Complete the following:
1) According to the bourbon review, how many different options does the Barrell Private Release Series offer?
2) Pick up the bourbon review after its last sentence and keep writing it.

Text section:
<<<<

My Simple, Easy to Understand Rating System
  • Bottle = Buy It
  • Bar = Try It
  • Bust = Leave It

Friday, January 8, 2021

Barrell Craft Spirits Private Release Series Reviews & Tasting Notes

 


Everyone wants their own private barrel. Maybe you own a liquor store. Perhaps you run a restaurant. Or, perchance you are part of a local whiskey club. The idea of having something exclusive that nobody else will ever have is tempting - nay, romantic.


What if, instead of just randomly taking samples and selecting the best (or rejecting them all), you had more control and had a way to predict how the barrel would taste based upon a customized recipe?  You can do that if you know the right people. 


In this case, the "right people" are from Barrel Craft Spirits. They've just released something called the Barrell Private Release Series. This isn't your typical barrel pick program. Instead, you'll get a customized, blended recipe of Bourbons sourced from Kentucky, Indiana (MGP), and Tennessee (Dickel). There are four different ages involved:  5-year, 9-year, 13-year, and 15-year.  That results in 49 different options by the time all is said and done. You'd be buying a barrel's worth, typically yielding between 150 and 180 bottles.

>>>>

Excerpted records:
<<<<

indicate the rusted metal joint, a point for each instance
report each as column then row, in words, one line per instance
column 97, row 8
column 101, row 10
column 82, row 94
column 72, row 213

>>>>

Per-task outputs:
1) 49 different options.

2)
"Known best for sourcing and blending award-winning, unique aged spirits at cask strength, BCS' Private Release Series is an exercise in micro-blending and variations on a theme. It affords the team the opportunity to showcase its blending expertise while maintaining a single barrel-like scale controlled entirely by hand and by palate." - Barrell Craft Spirits

Proof varies from batch to batch, but retail is universal at $109.99 per 750ml. For any particular release, you can get information from Barrell's Private Release Series website about the recipe and, if the batch has already been purchased, where you can buy a bottle. This is something Barrell plans on maintaining. 


Barrell provided me with five samples in exchange for no-strings-attached, honest reviews on each. That's a whole lot of opportunity to #DrinkCurious. I arranged these the way I would arrange many other tastings - I went from lowest-to-highest proof.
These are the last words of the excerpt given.